== SOURCE INFORMATION ==

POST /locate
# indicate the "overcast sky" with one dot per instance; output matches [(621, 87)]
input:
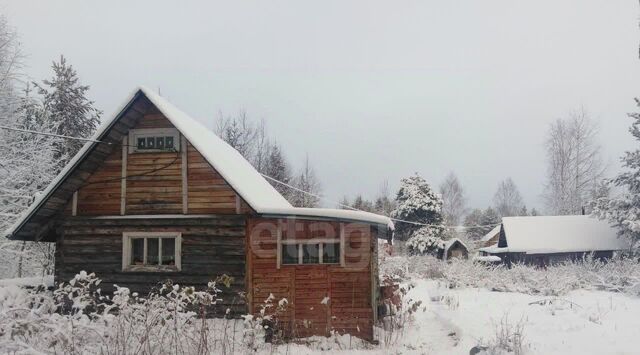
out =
[(371, 91)]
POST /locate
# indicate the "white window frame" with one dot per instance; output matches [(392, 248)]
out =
[(319, 241), (127, 248), (134, 134)]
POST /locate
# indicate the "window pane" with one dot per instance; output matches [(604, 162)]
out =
[(331, 253), (289, 253), (311, 253), (152, 251), (168, 251), (137, 254), (168, 142)]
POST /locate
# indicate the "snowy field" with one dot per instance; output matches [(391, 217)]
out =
[(581, 322), (589, 308)]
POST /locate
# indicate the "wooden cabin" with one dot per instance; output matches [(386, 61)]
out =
[(547, 240), (157, 196)]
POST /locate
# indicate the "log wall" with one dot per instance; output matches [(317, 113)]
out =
[(211, 247)]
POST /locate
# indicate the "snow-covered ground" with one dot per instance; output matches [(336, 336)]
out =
[(446, 321), (452, 321), (581, 322)]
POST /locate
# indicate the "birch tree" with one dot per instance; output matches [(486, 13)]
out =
[(507, 199), (453, 200), (307, 181), (574, 164)]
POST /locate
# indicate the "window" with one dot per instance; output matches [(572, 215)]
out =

===

WHAT THE EXERCISE ASKS:
Restate word for word each line of the data from the one with "matches [(572, 215)]" to the last, keeping both ends.

YOUR SOLUTION:
# indicate the "window" with one dot per instance; output matches [(572, 215)]
out =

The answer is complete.